Work to be completed - What lines of the data below hold "building"? Show them.

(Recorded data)
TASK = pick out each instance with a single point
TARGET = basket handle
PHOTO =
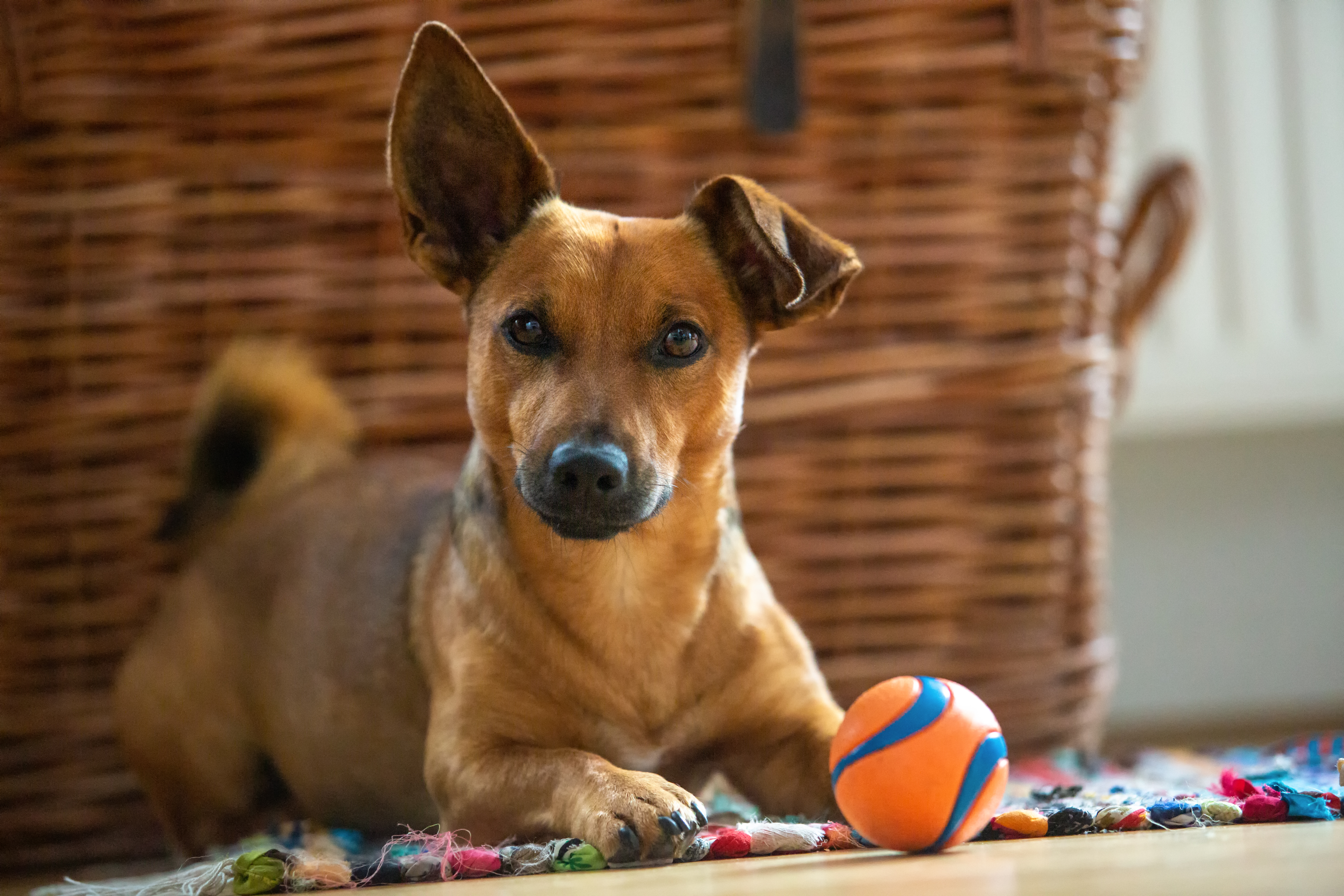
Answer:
(773, 88)
(1152, 244)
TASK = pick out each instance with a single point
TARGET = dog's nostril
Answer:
(585, 469)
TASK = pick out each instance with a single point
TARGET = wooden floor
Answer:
(1305, 857)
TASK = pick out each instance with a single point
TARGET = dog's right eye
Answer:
(526, 334)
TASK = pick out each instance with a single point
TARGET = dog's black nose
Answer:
(589, 472)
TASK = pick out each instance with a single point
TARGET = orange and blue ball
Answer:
(919, 765)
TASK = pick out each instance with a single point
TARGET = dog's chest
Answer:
(633, 750)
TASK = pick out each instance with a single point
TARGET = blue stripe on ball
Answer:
(933, 699)
(983, 765)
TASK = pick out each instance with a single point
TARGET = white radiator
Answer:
(1252, 332)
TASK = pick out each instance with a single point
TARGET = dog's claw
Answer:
(629, 851)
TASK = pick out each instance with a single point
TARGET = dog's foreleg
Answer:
(513, 790)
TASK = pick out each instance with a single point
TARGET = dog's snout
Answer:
(589, 471)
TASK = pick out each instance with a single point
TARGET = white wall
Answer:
(1229, 575)
(1252, 334)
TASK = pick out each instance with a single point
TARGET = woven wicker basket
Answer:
(923, 476)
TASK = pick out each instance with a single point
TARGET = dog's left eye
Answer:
(683, 342)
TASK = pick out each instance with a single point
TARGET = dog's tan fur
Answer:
(400, 649)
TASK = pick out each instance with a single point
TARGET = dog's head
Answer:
(607, 355)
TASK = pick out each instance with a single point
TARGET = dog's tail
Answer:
(265, 421)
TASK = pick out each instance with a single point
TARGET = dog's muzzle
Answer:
(588, 490)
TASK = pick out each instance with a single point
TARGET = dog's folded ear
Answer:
(785, 269)
(466, 174)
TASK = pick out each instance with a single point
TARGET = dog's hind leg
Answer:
(186, 734)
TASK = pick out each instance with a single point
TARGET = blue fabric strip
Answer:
(933, 699)
(983, 765)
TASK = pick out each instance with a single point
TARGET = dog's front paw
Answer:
(636, 816)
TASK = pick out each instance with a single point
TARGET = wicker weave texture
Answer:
(923, 476)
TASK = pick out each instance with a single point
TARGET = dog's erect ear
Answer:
(466, 174)
(787, 271)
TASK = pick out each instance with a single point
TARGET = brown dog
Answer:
(574, 636)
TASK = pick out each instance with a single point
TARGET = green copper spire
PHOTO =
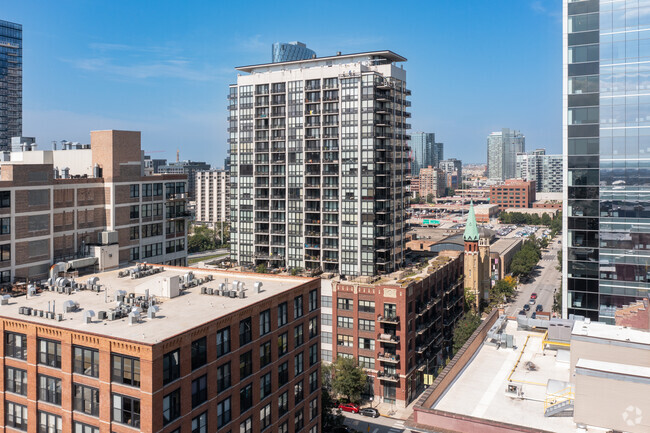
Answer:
(471, 230)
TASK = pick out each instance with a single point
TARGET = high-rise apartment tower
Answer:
(319, 152)
(503, 147)
(11, 82)
(606, 144)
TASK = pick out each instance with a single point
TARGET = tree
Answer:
(348, 378)
(464, 329)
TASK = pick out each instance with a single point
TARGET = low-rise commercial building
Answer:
(514, 193)
(90, 206)
(398, 327)
(173, 350)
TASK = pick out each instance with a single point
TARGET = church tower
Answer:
(477, 259)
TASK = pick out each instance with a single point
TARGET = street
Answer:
(366, 424)
(545, 280)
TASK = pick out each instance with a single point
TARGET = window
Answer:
(298, 393)
(49, 353)
(16, 345)
(223, 341)
(86, 361)
(171, 366)
(313, 381)
(245, 398)
(283, 344)
(313, 408)
(223, 377)
(366, 325)
(126, 370)
(344, 340)
(345, 304)
(48, 423)
(86, 399)
(367, 306)
(200, 423)
(297, 307)
(283, 403)
(265, 322)
(297, 335)
(245, 364)
(80, 427)
(246, 426)
(282, 314)
(345, 322)
(366, 343)
(49, 389)
(223, 412)
(283, 373)
(298, 365)
(313, 327)
(298, 420)
(16, 416)
(245, 336)
(199, 390)
(265, 416)
(313, 300)
(126, 410)
(171, 406)
(265, 386)
(366, 362)
(5, 199)
(16, 380)
(199, 352)
(313, 354)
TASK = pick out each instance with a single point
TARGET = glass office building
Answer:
(290, 51)
(606, 244)
(11, 82)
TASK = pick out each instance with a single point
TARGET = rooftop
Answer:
(610, 332)
(175, 315)
(386, 54)
(479, 390)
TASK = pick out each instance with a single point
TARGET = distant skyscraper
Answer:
(545, 170)
(503, 147)
(287, 52)
(606, 144)
(11, 82)
(426, 152)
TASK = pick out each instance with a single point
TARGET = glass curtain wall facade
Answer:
(607, 146)
(318, 167)
(11, 82)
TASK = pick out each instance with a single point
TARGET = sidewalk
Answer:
(391, 411)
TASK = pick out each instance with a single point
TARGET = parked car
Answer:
(349, 407)
(369, 411)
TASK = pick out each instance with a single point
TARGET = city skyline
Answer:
(162, 82)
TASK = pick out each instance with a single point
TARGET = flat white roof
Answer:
(610, 332)
(175, 315)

Response area -
TARGET = low-rise commercial building
TARGET = glass office building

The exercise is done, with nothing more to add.